(TEXT FOR ANALYSIS):
Photo illustration of student with smartphone and computer code

Reinventing cybersecurity

April 14, 2020 by Ann Brody Guy | Photos by Adam Lau
This article appeared in Berkeley Engineer magazine, Spring 2020

“If a service is free, you are the product,” according to conventional wisdom about websites, apps and online services. That is, your personal data is the product. The truth is, whether or not we’re paying for services, these cyber-businesses are tracking what we buy, where we go, what we’re looking at and how long we look. And depending on the language behind that “I agree” button most of us click to get on with our tasks, they are likely selling our data to other businesses. Numerous large-scale hacks — affecting millions and even billions of users — have shown that we cannot trust these companies to keep our data safe.

The good news is that, as of January 1, 2020, the California Consumer Privacy Act joined other recent data protection laws in granting consumers new rights to know how our data is used, to have it deleted and to opt out of having it sold. Businesses are also now legally bound to protect our data throughout its life cycle, though many lack the technical capability to do so effectively.

(DATA LISTING):
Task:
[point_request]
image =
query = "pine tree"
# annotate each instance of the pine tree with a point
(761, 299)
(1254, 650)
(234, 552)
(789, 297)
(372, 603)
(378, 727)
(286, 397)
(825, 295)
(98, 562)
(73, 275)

(EXERCISE SET):
**A.** According to the cybersecurity article above, what do cyber-businesses track about us? List every item it names.
**B.** Continue the article on reinventing cybersecurity from its last sentence.

(PER-TASK ANSWERS):
**A.**
- What we buy
- Where we go
- What we're looking at
- How long we look

**B.**
But all these new responsibilities — and liabilities — add to the likelihood that companies will simply lock up their private data, storing away potential value. Analyzing customer data can support business growth, for example, and collaborations can address societal problems, such as travel data from ride-sharing companies informing systemwide transportation improvements, or medical data being studied to compare treatment outcomes across large populations. So while the new legal landscape brings much-needed privacy protections, it also locks up a lot of potential.

“Data has fueled the modern-day economy,” says electrical engineering and computer sciences professor Dawn Song (Ph.D.’02 EECS). Song made MIT Technology Review’s “35 Innovators Under 35” list in 2009 for her advanced approaches to securing private data from attacks, and a year later was named a MacArthur Fellow. She says data informs business decisions that help grow the economy and can support discoveries that make society safer and healthier. She can enumerate better than most of us the importance of protecting sensitive data. “But if we silo the data to keep it secure,” she says, “we don’t get any benefit from it.”

Actually computing on sensitive cloud-based data has proven challenging — simply building firewalls around the cloud has not kept hackers out.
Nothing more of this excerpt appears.